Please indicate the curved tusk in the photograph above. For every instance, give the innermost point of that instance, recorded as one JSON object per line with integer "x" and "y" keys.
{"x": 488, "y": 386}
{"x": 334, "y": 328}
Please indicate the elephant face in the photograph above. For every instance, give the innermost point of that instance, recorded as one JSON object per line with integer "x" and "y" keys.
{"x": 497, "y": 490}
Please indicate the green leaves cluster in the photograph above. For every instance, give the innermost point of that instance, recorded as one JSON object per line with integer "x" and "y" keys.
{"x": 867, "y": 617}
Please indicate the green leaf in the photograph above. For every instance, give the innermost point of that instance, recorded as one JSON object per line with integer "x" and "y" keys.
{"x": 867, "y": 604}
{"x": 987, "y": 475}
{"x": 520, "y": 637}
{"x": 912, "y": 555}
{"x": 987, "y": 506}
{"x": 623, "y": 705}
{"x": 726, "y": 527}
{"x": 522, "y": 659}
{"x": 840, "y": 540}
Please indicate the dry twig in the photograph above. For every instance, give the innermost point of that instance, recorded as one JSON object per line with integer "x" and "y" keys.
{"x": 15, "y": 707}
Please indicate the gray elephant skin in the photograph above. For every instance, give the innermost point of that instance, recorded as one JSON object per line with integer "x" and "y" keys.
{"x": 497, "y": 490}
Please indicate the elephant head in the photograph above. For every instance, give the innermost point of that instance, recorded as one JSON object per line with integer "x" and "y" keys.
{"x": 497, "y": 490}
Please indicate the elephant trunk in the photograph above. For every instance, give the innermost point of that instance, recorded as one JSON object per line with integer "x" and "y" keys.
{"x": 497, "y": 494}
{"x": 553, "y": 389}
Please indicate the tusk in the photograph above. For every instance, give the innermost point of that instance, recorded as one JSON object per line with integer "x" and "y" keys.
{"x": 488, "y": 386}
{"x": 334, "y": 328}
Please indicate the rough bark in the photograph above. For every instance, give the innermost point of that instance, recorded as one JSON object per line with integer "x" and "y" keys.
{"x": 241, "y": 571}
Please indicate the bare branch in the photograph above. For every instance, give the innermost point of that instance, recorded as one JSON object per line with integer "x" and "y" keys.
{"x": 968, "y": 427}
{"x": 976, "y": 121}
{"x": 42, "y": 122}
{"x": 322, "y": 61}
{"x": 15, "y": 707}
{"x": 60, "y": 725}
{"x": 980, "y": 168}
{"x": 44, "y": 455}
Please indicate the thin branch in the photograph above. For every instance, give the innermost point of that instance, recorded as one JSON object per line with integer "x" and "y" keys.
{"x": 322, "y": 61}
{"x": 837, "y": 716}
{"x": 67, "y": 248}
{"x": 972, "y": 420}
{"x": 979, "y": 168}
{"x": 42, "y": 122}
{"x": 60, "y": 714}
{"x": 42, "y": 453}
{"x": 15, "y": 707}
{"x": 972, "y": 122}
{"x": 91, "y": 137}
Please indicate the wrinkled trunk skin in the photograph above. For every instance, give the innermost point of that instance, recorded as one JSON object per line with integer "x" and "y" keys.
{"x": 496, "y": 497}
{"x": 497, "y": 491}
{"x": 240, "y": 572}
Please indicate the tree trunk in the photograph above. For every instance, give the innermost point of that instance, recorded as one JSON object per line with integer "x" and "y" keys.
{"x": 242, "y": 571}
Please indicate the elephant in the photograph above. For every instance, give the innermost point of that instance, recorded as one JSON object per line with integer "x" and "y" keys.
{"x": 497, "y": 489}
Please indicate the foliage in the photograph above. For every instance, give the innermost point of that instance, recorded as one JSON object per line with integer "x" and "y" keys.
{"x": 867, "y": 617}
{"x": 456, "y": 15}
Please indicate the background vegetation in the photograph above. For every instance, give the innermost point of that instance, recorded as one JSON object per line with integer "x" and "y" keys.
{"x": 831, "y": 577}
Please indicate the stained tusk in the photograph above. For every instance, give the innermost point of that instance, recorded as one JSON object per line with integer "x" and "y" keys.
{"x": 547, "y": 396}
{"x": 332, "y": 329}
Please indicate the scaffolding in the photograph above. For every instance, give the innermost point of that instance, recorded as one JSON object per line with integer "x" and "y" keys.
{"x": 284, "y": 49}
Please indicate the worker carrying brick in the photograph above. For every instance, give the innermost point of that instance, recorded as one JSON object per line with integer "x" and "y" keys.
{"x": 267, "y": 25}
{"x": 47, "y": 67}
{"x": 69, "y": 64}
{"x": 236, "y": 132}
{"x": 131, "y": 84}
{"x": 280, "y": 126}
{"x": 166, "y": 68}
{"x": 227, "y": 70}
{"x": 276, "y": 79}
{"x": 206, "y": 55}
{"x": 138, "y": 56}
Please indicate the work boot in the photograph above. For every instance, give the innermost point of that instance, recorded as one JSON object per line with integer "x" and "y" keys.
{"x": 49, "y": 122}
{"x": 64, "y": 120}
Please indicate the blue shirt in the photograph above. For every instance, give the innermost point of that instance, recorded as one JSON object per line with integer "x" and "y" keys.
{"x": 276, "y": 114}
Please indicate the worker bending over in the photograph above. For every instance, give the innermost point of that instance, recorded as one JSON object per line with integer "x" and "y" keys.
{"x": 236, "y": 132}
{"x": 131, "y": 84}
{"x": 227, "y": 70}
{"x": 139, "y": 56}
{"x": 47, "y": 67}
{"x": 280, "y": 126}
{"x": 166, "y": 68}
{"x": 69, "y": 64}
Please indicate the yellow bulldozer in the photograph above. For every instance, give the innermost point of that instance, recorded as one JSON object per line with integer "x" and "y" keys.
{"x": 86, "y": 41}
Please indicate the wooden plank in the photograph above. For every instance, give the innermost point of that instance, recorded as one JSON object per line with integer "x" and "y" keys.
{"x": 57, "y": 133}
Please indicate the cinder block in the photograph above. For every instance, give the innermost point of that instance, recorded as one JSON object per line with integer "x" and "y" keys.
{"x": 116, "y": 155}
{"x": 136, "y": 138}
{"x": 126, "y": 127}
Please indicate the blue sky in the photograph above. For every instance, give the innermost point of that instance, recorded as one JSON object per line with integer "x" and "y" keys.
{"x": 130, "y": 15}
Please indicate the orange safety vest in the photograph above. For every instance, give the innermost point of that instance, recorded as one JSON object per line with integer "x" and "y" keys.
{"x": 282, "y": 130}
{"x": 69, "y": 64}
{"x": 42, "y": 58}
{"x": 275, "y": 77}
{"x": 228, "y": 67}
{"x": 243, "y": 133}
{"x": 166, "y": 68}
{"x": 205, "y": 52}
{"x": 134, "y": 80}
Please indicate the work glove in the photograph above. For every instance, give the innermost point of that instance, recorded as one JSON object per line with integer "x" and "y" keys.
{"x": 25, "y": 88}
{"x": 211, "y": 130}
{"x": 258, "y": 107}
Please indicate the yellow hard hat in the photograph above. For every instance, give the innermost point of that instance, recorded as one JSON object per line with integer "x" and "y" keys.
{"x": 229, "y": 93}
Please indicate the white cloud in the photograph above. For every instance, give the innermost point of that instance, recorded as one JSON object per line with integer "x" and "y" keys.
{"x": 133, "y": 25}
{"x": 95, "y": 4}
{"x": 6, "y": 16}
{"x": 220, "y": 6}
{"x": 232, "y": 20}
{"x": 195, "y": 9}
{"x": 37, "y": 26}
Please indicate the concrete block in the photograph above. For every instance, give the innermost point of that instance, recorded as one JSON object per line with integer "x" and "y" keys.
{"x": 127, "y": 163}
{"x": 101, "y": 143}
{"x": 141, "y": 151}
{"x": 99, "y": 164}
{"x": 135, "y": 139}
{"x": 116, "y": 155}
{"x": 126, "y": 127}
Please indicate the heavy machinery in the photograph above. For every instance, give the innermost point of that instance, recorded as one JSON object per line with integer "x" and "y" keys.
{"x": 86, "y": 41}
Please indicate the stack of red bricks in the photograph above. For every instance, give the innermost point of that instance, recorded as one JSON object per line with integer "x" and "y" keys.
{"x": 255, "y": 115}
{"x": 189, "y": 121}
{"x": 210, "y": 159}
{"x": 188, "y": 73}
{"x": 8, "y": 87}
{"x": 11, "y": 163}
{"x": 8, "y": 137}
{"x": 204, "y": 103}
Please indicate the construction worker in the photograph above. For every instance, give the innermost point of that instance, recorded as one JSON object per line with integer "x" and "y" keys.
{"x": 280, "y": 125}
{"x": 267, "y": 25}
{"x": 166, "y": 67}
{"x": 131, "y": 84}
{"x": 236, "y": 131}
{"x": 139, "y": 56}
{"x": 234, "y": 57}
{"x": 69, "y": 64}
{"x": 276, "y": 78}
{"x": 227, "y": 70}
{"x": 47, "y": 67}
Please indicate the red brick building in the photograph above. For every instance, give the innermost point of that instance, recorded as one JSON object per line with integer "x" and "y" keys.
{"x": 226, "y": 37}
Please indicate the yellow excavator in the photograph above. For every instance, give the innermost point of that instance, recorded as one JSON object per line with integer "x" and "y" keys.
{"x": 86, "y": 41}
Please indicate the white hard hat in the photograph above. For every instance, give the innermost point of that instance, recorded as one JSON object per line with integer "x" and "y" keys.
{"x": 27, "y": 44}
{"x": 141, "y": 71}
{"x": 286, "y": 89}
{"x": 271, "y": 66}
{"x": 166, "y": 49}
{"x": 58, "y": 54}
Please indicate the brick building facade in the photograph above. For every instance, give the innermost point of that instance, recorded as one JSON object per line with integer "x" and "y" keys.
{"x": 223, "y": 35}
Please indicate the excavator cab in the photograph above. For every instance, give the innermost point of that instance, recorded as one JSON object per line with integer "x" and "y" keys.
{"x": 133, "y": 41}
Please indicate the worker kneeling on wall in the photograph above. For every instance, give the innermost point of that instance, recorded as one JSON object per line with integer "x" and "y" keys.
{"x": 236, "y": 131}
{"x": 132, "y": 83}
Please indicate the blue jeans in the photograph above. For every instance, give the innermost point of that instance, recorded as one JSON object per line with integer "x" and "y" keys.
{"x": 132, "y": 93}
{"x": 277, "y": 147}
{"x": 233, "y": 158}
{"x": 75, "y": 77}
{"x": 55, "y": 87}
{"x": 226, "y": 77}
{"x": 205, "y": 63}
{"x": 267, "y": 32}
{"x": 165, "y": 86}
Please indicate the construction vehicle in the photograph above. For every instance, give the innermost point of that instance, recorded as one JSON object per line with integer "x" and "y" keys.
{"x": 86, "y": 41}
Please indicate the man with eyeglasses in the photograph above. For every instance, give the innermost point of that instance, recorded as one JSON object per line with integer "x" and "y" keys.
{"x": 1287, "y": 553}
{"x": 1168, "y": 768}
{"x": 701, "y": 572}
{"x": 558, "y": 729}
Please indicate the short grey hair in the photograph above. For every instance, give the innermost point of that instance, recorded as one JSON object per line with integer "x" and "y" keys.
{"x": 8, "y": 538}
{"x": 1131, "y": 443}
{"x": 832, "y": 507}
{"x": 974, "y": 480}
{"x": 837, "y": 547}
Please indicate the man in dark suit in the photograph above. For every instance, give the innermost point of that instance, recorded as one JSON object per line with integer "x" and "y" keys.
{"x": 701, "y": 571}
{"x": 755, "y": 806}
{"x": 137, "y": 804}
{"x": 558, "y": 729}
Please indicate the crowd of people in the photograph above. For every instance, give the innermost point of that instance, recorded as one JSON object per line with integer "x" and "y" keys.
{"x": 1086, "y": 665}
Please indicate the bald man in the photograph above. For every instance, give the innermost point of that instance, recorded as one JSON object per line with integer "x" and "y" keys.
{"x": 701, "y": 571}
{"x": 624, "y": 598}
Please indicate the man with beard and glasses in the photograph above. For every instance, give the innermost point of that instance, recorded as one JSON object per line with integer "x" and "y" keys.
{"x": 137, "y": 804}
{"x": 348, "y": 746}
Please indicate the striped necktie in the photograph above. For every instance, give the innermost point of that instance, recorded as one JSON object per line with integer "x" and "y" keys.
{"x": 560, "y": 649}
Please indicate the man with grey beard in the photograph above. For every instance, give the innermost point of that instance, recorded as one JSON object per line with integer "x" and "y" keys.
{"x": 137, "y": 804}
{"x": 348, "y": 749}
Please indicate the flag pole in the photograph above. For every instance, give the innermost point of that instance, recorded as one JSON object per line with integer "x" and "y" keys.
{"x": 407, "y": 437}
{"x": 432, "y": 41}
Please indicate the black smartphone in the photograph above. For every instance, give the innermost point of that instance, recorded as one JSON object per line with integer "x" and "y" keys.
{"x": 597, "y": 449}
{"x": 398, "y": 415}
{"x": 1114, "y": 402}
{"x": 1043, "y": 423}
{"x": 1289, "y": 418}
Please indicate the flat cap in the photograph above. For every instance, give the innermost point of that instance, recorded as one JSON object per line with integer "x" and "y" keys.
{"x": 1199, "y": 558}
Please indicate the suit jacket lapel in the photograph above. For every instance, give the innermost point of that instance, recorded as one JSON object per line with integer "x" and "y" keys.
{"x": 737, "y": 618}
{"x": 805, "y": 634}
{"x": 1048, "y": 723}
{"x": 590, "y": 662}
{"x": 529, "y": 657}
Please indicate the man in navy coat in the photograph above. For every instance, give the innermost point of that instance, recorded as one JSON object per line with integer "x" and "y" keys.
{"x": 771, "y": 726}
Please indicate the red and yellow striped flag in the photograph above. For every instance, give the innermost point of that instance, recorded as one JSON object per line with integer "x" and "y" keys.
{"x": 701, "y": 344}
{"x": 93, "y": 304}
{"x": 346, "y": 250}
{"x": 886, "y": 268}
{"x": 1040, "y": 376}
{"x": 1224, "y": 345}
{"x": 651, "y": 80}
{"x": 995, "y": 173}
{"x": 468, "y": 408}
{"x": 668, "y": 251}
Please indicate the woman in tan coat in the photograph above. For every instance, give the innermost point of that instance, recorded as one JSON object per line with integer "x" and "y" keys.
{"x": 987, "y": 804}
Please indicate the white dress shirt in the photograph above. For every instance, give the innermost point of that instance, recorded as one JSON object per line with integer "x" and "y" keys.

============

Exercise objective
Using the records above, please retype only the run of lines from the line holding "Please indicate the suit" through the last line, both ends included.

Task result
Please indicate the suit jacket lapel in the photograph above. For every instance, give the innermost point of that instance, recorded as one JSON object per line with integer "x" and "y" keys.
{"x": 737, "y": 618}
{"x": 805, "y": 634}
{"x": 1048, "y": 723}
{"x": 590, "y": 662}
{"x": 529, "y": 657}
Please indicate the man in navy coat in the photograph above. For every instance, give the innermost point of that instance, recorded as one JSON object per line with integer "x" and "y" keys.
{"x": 771, "y": 726}
Please indicate the red and yellow striped flag in the photograph above. For every instance, give the innermost point of that instance, recorded as one JSON object per line with integer "x" and "y" keys.
{"x": 701, "y": 344}
{"x": 93, "y": 304}
{"x": 346, "y": 250}
{"x": 886, "y": 268}
{"x": 1040, "y": 376}
{"x": 1224, "y": 345}
{"x": 651, "y": 80}
{"x": 995, "y": 173}
{"x": 468, "y": 408}
{"x": 668, "y": 251}
Please indicate the woman in tan coat in the photograph above. For every instance, give the innermost point of that instance, recorded as one JSON object per line with integer "x" and "y" keys.
{"x": 987, "y": 804}
Please indicate the white dress shirt in the photograph above. For every instance, give the innermost point of that instance, recorded as one JSON object per line with integer "x" and "y" keys.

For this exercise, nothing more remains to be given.